Turn the material below into a Markdown table with two columns, Row and Line, giving each line its own numbered row and skipping any blank lines. Leave the pictures out of the table.
====== Task data ======
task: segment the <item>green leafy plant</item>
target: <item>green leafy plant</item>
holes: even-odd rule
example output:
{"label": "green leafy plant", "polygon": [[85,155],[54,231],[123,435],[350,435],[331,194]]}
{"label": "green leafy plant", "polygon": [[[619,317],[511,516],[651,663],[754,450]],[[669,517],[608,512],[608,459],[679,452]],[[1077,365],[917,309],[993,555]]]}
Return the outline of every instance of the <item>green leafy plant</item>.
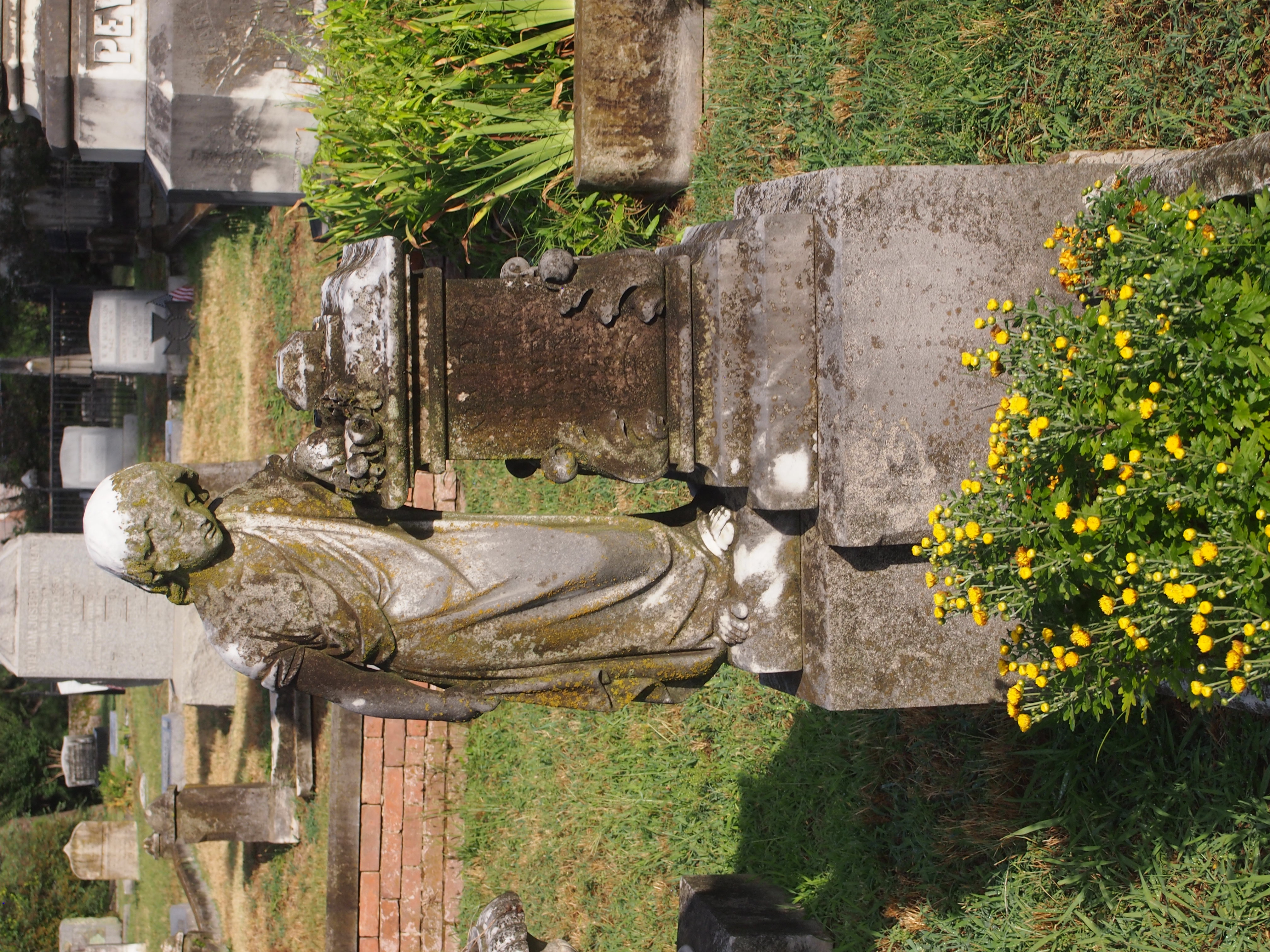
======
• **Solution to the problem**:
| Row | Line |
|---|---|
| 1 | task: segment the <item>green leafy plant</item> |
| 2 | target: <item>green leafy plant</item> |
| 3 | holes: even-odd rule |
| 4 | example output: |
| 5 | {"label": "green leafy plant", "polygon": [[85,155],[54,231],[123,435],[350,435],[331,194]]} |
| 6 | {"label": "green leafy plant", "polygon": [[[619,317],[511,516],[651,663],[754,450]],[[669,517],[608,512],[608,459],[679,452]],[[1077,365],[917,309],[993,555]]]} |
| 7 | Return the outline of every instance of the <item>green leafy plant</item>. |